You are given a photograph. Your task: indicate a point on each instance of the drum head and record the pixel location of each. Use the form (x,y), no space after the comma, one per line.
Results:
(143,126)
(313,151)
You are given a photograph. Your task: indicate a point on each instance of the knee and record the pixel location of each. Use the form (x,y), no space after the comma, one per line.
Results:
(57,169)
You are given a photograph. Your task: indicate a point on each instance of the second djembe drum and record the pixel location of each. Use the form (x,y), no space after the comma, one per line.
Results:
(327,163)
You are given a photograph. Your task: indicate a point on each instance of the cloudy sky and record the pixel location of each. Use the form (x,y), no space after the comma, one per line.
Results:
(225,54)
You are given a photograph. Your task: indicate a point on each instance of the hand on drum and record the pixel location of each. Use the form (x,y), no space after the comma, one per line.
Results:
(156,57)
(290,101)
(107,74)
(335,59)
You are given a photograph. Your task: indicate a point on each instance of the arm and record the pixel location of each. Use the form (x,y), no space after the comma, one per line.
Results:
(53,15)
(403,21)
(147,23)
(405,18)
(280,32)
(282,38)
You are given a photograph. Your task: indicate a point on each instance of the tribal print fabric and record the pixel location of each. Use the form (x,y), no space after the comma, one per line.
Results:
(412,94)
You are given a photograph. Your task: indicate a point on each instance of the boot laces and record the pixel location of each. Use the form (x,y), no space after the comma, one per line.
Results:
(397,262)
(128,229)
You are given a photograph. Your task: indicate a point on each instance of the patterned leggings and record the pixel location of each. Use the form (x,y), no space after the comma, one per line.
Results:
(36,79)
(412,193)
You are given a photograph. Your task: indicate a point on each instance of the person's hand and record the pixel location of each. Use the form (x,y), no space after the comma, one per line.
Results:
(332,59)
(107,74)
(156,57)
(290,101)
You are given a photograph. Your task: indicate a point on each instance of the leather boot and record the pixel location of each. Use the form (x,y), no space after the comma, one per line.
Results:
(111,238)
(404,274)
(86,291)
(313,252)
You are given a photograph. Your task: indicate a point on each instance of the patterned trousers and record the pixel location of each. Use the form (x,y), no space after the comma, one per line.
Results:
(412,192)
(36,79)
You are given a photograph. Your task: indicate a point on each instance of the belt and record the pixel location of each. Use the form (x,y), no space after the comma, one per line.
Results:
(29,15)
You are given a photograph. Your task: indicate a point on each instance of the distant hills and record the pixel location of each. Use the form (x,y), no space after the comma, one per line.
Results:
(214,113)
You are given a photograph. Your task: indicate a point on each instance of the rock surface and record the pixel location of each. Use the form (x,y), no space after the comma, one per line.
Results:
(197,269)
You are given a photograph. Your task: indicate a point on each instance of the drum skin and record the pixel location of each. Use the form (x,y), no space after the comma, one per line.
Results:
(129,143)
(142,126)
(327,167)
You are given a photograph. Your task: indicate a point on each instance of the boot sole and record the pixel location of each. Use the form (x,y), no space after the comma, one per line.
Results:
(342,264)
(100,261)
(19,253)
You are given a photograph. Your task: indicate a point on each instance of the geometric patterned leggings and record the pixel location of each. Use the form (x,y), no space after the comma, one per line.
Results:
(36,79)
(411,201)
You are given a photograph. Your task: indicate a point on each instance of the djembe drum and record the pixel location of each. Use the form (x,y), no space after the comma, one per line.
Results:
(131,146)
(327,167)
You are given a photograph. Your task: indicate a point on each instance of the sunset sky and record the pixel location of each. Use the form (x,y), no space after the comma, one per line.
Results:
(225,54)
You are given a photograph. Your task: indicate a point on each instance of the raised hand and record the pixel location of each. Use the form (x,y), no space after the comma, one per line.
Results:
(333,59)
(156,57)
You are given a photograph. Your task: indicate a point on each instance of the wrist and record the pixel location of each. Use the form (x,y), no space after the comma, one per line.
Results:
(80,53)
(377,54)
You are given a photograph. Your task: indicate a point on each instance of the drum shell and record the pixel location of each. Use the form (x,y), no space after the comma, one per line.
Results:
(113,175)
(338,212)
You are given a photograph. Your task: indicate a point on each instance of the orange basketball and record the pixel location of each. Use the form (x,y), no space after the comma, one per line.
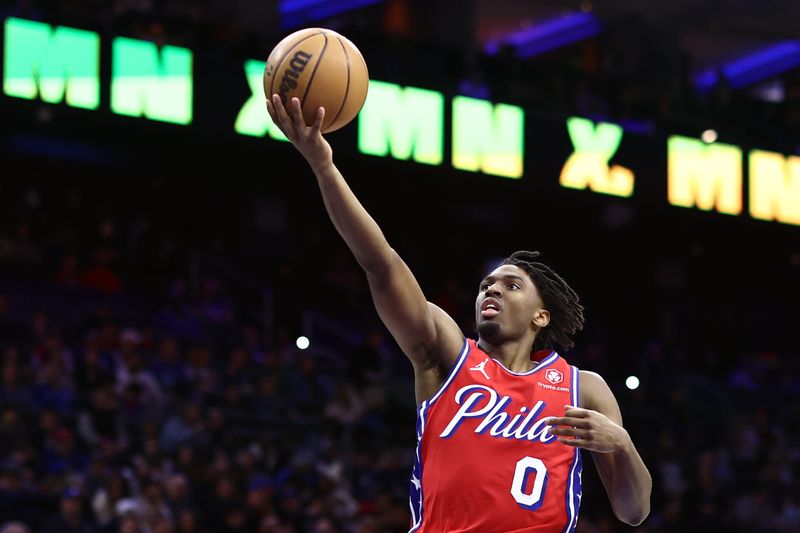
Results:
(321,68)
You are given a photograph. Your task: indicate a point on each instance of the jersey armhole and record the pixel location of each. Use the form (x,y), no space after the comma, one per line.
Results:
(459,363)
(576,386)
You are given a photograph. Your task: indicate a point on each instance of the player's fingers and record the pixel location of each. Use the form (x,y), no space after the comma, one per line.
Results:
(296,113)
(569,441)
(317,126)
(284,122)
(569,432)
(578,412)
(568,421)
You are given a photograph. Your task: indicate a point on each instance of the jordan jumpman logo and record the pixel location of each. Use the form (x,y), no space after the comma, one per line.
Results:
(480,368)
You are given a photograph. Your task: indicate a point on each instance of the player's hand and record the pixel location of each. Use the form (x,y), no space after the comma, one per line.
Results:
(589,429)
(307,139)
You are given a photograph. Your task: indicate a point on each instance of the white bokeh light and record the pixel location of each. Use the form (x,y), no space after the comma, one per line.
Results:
(709,136)
(632,382)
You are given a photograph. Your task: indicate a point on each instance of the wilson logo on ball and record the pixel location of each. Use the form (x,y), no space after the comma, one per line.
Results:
(296,67)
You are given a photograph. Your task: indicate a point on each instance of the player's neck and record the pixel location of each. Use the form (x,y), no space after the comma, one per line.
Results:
(514,355)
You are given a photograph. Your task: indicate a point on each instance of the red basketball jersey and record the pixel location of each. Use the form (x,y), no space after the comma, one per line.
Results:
(484,460)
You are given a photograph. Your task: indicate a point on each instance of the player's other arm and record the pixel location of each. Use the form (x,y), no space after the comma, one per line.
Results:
(597,426)
(427,335)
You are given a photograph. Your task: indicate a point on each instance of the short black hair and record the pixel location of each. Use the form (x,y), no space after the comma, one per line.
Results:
(566,311)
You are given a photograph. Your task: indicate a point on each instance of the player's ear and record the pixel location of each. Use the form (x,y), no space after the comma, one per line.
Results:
(541,318)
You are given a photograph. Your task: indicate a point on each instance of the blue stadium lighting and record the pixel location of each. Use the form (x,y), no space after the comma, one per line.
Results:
(296,13)
(548,35)
(753,68)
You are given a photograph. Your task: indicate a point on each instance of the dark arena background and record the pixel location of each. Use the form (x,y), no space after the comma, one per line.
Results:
(187,345)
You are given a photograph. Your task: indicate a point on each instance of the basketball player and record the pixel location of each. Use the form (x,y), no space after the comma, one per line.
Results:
(499,428)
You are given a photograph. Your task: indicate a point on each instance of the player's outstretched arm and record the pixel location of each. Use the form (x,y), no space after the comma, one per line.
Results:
(598,427)
(427,335)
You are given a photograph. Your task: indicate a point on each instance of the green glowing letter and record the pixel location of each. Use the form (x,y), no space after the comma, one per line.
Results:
(487,138)
(704,176)
(775,187)
(142,84)
(51,63)
(408,121)
(253,118)
(588,165)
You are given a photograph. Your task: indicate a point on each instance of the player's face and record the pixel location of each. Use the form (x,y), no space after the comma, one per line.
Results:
(508,304)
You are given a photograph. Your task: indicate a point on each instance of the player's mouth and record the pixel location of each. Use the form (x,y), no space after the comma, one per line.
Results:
(490,307)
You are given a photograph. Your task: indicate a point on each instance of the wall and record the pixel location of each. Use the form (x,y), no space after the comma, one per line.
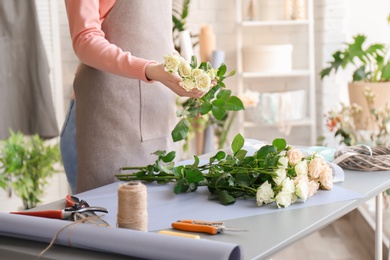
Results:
(335,20)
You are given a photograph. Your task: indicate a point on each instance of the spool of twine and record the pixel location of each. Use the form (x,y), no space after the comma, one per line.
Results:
(132,206)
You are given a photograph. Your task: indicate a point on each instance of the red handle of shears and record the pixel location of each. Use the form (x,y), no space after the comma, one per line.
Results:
(57,214)
(187,226)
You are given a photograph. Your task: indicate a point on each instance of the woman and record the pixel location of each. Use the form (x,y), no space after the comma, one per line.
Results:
(125,99)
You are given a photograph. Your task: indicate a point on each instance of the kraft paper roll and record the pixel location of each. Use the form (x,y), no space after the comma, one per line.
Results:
(132,206)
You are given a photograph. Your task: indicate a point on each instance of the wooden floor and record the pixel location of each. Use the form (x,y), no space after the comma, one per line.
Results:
(348,238)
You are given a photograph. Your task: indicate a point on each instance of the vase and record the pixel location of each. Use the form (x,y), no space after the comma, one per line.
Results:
(381,90)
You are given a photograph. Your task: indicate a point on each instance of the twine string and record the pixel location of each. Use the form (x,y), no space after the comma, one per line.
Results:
(132,206)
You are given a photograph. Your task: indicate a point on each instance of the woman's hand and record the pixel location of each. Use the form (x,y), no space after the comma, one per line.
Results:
(156,72)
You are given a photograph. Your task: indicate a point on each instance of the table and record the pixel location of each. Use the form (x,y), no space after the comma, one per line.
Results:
(268,233)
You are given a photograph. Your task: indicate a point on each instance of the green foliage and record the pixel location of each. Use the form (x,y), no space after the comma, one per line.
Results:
(26,163)
(215,103)
(370,62)
(227,176)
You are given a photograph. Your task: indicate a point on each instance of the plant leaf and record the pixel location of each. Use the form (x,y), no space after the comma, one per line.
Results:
(237,144)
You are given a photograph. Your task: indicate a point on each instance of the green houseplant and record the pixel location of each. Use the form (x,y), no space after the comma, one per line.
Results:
(25,165)
(371,71)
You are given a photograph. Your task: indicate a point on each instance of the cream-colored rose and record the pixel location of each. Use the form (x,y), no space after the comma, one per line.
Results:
(283,162)
(313,187)
(301,168)
(283,199)
(188,84)
(196,72)
(203,82)
(302,189)
(171,63)
(280,175)
(294,156)
(316,166)
(326,178)
(264,194)
(288,185)
(184,69)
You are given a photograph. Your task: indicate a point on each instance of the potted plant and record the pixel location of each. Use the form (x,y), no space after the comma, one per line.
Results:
(25,165)
(371,71)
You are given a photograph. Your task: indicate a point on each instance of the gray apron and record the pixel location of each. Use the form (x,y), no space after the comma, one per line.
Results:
(121,121)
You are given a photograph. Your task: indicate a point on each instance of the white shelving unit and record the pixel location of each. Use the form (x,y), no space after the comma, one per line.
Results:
(298,33)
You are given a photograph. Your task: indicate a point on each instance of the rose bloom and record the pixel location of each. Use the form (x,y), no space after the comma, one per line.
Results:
(196,72)
(301,168)
(184,68)
(313,187)
(302,189)
(288,185)
(283,162)
(316,166)
(188,84)
(280,176)
(264,194)
(171,63)
(294,156)
(284,199)
(203,82)
(326,178)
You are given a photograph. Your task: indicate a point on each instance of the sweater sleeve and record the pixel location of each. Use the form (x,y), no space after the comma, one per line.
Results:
(91,46)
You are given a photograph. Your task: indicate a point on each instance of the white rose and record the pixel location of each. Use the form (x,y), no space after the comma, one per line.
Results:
(280,176)
(301,168)
(203,82)
(283,199)
(302,189)
(188,84)
(283,162)
(184,69)
(294,156)
(264,194)
(171,63)
(196,72)
(326,178)
(288,185)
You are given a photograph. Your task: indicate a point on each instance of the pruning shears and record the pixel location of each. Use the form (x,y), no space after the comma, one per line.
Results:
(73,206)
(203,226)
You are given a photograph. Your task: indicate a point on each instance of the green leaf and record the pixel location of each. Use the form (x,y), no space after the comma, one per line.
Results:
(180,131)
(241,154)
(169,157)
(194,175)
(237,144)
(279,143)
(218,112)
(265,150)
(225,198)
(219,156)
(205,108)
(233,103)
(181,186)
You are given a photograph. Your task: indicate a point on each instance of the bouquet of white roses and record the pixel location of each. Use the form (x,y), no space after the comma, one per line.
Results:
(275,173)
(217,100)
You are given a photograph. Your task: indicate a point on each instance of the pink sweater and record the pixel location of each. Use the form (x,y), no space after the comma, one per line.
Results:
(89,42)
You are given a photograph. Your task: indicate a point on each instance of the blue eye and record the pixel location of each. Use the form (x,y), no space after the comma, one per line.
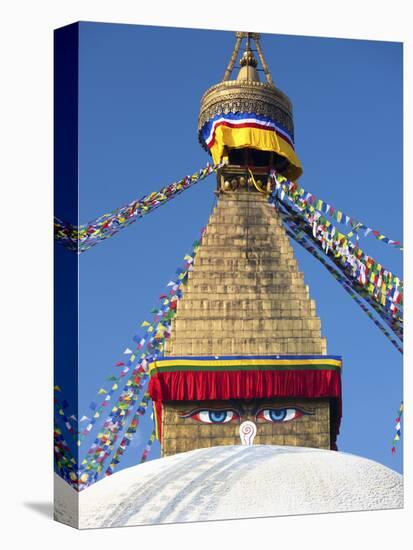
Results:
(217,416)
(210,416)
(280,415)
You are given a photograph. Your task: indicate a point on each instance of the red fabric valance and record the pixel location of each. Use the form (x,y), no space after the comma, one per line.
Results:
(216,385)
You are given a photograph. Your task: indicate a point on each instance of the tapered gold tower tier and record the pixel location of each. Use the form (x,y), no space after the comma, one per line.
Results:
(245,295)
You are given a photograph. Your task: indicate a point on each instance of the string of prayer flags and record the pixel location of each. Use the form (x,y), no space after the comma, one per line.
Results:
(296,229)
(308,202)
(385,288)
(82,237)
(398,428)
(148,447)
(109,440)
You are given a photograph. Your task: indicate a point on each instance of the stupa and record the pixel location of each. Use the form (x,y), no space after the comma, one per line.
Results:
(246,362)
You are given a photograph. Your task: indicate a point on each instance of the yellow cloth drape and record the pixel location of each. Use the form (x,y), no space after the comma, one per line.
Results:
(256,138)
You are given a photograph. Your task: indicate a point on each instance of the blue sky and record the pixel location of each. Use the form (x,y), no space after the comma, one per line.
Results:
(140,89)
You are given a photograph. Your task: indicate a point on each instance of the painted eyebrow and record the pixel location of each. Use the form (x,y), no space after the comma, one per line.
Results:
(198,409)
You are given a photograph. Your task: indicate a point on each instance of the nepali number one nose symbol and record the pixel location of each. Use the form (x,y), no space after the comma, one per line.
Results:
(247,432)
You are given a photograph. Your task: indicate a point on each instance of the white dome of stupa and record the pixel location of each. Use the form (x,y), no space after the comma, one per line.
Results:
(231,482)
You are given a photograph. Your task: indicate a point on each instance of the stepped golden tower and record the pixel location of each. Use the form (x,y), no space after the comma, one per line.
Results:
(246,362)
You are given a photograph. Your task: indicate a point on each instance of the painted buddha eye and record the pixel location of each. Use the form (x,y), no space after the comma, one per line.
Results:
(210,416)
(280,415)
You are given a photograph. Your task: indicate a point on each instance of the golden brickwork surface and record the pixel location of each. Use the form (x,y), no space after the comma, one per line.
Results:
(185,434)
(245,295)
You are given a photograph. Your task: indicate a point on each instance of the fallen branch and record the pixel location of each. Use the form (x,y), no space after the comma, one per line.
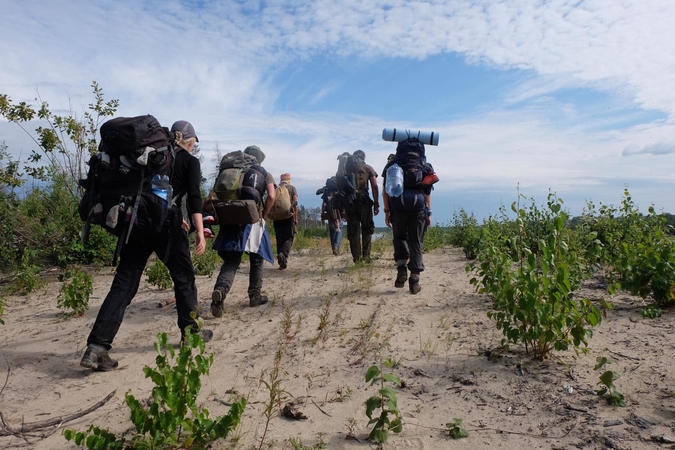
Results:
(321,409)
(624,356)
(57,421)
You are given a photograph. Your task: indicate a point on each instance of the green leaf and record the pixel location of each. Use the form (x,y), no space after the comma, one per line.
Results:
(372,372)
(392,378)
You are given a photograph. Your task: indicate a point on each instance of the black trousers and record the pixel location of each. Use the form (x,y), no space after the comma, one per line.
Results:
(360,229)
(231,262)
(408,230)
(284,230)
(133,258)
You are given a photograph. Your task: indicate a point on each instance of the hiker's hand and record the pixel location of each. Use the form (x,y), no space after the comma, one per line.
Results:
(201,243)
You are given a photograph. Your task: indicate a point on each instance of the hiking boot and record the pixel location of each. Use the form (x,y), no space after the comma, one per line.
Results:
(217,298)
(96,358)
(402,277)
(205,335)
(257,300)
(414,285)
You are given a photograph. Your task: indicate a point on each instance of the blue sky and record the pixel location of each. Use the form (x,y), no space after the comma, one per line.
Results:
(574,97)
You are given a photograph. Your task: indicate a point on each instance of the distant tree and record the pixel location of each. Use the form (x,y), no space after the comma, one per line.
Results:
(66,142)
(309,217)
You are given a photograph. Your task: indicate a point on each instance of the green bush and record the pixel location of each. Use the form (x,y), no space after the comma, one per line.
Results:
(206,263)
(172,419)
(2,309)
(77,288)
(158,275)
(637,251)
(466,233)
(532,283)
(27,278)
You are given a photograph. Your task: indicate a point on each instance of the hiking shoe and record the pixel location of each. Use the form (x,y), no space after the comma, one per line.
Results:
(414,286)
(402,277)
(205,335)
(96,358)
(282,261)
(258,300)
(217,306)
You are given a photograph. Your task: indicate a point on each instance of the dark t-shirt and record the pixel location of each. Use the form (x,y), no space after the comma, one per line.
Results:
(291,190)
(186,179)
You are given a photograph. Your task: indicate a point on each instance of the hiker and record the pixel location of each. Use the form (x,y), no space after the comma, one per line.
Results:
(332,212)
(232,241)
(286,226)
(409,213)
(172,239)
(360,207)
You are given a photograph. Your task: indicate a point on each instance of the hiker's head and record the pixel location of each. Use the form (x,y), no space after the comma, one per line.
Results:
(185,133)
(254,150)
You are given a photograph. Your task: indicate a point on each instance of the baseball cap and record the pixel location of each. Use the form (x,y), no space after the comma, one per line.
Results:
(186,128)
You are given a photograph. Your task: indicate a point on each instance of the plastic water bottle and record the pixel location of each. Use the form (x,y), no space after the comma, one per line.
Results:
(162,189)
(394,186)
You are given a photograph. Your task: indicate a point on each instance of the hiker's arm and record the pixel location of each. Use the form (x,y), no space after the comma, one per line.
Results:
(427,203)
(376,194)
(194,202)
(197,219)
(387,213)
(271,194)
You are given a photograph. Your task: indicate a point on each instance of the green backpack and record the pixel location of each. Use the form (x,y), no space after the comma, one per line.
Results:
(233,167)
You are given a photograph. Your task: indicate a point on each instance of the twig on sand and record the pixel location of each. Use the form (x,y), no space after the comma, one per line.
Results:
(321,409)
(624,356)
(6,430)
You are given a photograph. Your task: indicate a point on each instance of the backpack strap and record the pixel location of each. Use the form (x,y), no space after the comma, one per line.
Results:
(136,204)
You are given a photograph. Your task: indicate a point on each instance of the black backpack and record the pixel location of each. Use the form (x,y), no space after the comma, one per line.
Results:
(411,157)
(128,186)
(240,187)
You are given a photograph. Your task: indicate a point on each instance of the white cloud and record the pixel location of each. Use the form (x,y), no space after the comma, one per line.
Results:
(213,63)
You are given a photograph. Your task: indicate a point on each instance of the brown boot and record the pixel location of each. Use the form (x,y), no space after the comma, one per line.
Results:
(257,300)
(414,284)
(96,358)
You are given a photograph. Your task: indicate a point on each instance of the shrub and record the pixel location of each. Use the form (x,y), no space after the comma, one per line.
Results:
(158,275)
(172,419)
(74,294)
(532,283)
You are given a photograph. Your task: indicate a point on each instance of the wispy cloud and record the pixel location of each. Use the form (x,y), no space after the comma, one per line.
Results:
(662,148)
(220,65)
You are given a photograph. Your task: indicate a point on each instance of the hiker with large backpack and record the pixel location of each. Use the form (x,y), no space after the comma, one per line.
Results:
(128,194)
(241,213)
(353,185)
(332,212)
(408,181)
(284,214)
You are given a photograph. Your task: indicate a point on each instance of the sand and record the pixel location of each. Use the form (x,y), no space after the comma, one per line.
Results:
(346,319)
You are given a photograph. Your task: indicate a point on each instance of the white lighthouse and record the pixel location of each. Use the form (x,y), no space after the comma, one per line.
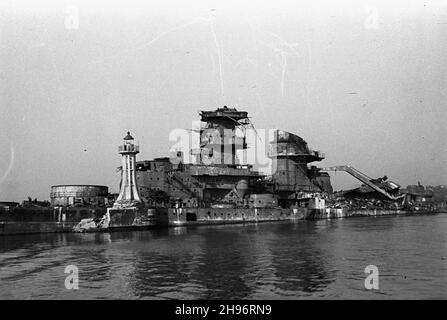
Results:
(128,195)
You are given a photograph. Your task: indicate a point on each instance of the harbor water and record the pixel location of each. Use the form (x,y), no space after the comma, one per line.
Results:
(322,259)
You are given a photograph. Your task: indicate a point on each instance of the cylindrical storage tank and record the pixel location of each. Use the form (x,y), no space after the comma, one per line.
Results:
(78,195)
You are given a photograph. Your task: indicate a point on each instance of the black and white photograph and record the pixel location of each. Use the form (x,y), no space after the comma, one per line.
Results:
(205,151)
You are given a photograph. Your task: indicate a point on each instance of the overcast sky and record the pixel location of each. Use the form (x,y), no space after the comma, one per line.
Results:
(363,81)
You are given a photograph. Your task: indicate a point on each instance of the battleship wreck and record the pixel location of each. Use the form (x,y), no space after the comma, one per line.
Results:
(214,188)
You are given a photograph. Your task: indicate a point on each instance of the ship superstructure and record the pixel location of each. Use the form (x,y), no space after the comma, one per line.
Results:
(217,179)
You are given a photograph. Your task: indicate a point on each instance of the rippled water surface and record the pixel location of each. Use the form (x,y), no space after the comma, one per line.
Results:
(284,260)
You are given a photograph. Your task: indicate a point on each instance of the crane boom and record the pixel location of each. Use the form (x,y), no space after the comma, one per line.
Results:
(363,178)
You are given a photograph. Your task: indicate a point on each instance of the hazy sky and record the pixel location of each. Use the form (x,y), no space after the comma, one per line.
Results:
(363,81)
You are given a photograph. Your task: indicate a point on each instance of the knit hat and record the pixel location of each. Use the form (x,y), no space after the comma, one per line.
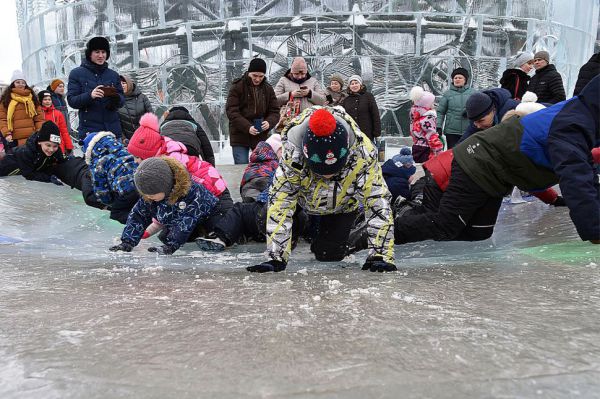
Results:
(460,71)
(146,141)
(257,65)
(325,143)
(404,158)
(520,59)
(338,78)
(421,97)
(274,141)
(44,93)
(97,43)
(49,132)
(17,75)
(478,104)
(543,55)
(153,176)
(355,77)
(299,65)
(55,83)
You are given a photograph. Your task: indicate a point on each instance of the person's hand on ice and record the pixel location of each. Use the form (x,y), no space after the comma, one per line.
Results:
(377,264)
(162,250)
(56,180)
(269,266)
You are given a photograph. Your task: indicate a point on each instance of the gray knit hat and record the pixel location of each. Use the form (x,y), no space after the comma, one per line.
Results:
(153,176)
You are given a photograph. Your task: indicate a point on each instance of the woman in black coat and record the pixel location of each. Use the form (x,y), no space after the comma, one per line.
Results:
(362,107)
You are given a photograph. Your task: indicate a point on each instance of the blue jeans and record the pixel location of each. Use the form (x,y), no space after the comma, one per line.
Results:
(240,154)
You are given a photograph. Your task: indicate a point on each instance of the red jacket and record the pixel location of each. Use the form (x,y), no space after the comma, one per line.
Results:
(54,115)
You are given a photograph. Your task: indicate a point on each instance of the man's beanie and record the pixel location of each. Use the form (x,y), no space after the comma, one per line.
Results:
(146,140)
(257,65)
(44,93)
(49,132)
(153,176)
(543,55)
(97,43)
(325,143)
(478,104)
(460,71)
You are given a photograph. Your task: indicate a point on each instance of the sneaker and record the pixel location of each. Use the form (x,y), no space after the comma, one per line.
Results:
(211,244)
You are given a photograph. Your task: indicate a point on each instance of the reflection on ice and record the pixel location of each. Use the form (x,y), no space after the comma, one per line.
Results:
(515,316)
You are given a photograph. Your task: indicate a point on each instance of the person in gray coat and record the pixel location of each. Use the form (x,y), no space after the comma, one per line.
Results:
(136,105)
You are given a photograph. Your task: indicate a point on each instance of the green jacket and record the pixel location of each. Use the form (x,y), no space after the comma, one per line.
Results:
(451,108)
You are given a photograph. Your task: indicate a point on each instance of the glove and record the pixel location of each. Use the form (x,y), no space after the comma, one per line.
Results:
(269,266)
(162,250)
(559,201)
(125,247)
(56,180)
(377,264)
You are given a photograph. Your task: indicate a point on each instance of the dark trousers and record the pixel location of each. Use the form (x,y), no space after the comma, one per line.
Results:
(464,212)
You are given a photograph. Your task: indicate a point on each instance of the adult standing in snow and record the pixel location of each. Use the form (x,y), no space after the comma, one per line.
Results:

PROBLEM STATEMENT: Write out, word for word, every line from the one containing "the dark trousers" through the last line of the records above.

SOLUTION TO THIS TASK:
You are given a photograph. Your task: indicate a point on each instance of the dark trousers and record the pixel location of each. Use the form (x,y), no space after the comma, one per line.
Results:
(464,212)
You are given a photograph. Your task: indicate a point on each instance of the adult standing in snow and record the pixel location of each. Use the form (x,y), no space after the comma, one per line.
Results:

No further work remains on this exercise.